[DOCUMENT SEGMENT]

Secondly, your mum was seriously ill to do what she did - the pain and suffering she felt will have been immense - she won't have taken the decision lightly at all and she genuinely will have believed the people in her life were better off without her. Although you think it's a choice that she left and wonder how could she? In fact, she will have felt like she had no choice at all. Depression is harrowing and all consuming. Try not to direct your anger at her.

Have you been in touch with one of the charities for families affected by suicide?

Is your DP supportive and someone you can talk to. You really need a lot of love and support right now so I hope you can get it.

Goingtobeawesome Sun 19-Jun-16 07:33:29

My children are 11-15 and have never asked why I don't have parents. It's crap all the time that I never had them nor had anyone that cared for me. I would try and focus on the fact you had your mum for so many years and that she was suffering too much to go on. Also get some counselling so that your sadness doesn't get inflicted on your children. You are lucky you had a mum and now have caring mil and step mum. I know others not doesn't help you but try and focus on the positives.

[/DOCUMENT SEGMENT]

## PROBLEMS TO WORK ON
1. Render this sentence from the forum replies in French: "Try not to direct your anger at her."
2. Repeat everything in the forum replies from "Secondly, your mum" down to "anger at her.", character for character.

[DATA FOR REVIEW]

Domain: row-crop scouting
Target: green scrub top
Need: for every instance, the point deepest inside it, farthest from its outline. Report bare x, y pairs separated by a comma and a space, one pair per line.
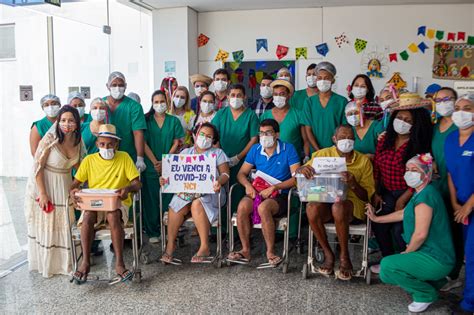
323, 121
160, 140
368, 144
439, 243
290, 128
127, 118
235, 134
437, 147
43, 126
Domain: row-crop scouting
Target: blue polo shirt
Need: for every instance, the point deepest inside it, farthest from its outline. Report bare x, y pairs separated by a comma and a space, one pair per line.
460, 164
277, 165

[/DATA FOR REVIEW]

## SOLUTION LIST
1. Essaie de ne pas diriger ta colère contre elle.

2.
Secondly, your mum was seriously ill to do what she did - the pain and suffering she felt will have been immense - she won't have taken the decision lightly at all and she genuinely will have believed the people in her life were better off without her. Although you think it's a choice that she left and wonder how could she? In fact, she will have felt like she had no choice at all. Depression is harrowing and all consuming. Try not to direct your anger at her.